Text to read —
Golden Dreams and Ocean Graves–Postscript

Postscript

Illustration in Chapter 12 “The Foundering of the Arctic,” of W.H.G. Kingston’s Shipwrecks and Disasters at Sea, 1875

The most extraordinary, the most mind-bending story to come out of the Central America saga arrived on the newsstands on October 5th. Three more survivors were picked up at sea in an open boat on the 21st, nearly nine days after the hurricane disaster, and 478 miles N.E. of the spot where the steamer went down. The brig Mary picked them up, on her voyage from Cuba to Ireland. Mary carried them eastward seven days, when she met Capt. Wilhelm Wilmsen and the bark Laura, going from Bremen to New York with a load of German emigrants, and transferred the survivors to her.

Records supplied —

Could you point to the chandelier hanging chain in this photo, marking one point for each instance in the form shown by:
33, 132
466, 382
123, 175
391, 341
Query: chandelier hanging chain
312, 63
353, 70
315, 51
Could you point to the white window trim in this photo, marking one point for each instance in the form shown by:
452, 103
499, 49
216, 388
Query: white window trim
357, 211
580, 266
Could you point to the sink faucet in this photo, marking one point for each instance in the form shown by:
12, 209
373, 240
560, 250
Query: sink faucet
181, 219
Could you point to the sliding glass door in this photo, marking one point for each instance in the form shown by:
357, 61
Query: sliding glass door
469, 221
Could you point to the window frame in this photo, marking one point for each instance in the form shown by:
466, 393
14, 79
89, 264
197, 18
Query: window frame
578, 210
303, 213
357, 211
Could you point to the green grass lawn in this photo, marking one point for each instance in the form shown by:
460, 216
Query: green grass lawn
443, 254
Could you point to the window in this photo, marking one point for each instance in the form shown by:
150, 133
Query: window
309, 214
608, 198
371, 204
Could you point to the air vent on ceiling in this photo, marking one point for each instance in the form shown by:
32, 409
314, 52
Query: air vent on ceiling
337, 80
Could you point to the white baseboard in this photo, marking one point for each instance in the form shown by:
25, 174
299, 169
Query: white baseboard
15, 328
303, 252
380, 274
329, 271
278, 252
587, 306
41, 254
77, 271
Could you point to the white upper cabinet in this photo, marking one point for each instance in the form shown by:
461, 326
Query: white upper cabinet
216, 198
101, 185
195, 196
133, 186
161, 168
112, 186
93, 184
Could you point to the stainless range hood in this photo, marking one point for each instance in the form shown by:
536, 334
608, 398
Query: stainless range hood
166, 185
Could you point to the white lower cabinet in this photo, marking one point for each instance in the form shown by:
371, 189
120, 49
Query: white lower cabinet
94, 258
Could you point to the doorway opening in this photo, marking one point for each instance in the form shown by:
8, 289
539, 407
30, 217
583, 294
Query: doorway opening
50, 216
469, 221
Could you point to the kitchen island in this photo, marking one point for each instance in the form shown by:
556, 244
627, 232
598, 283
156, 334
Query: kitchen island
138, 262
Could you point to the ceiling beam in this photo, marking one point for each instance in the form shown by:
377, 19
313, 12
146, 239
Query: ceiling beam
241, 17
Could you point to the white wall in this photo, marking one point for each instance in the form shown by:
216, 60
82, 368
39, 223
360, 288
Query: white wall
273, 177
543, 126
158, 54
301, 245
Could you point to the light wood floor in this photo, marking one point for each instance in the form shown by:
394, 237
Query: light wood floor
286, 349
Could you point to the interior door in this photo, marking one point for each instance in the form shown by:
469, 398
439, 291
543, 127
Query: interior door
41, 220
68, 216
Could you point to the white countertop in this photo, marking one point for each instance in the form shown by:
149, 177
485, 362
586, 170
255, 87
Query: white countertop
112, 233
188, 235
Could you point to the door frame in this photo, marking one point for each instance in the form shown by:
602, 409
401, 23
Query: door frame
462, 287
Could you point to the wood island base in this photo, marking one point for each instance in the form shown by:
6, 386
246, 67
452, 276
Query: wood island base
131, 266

Job A —
According to the postscript, how far from the spot where the steamer went down were the three survivors picked up?
Job B —
Return everything in the postscript from "Illustration in Chapter" down to "survivors to her.", copied word for word.

Complete output A —
478 miles N.E. of the spot where the steamer went down.

Complete output B —
Illustration in Chapter 12 “The Foundering of the Arctic,” of W.H.G. Kingston’s Shipwrecks and Disasters at Sea, 1875

The most extraordinary, the most mind-bending story to come out of the Central America saga arrived on the newsstands on October 5th. Three more survivors were picked up at sea in an open boat on the 21st, nearly nine days after the hurricane disaster, and 478 miles N.E. of the spot where the steamer went down. The brig Mary picked them up, on her voyage from Cuba to Ireland. Mary carried them eastward seven days, when she met Capt. Wilhelm Wilmsen and the bark Laura, going from Bremen to New York with a load of German emigrants, and transferred the survivors to her.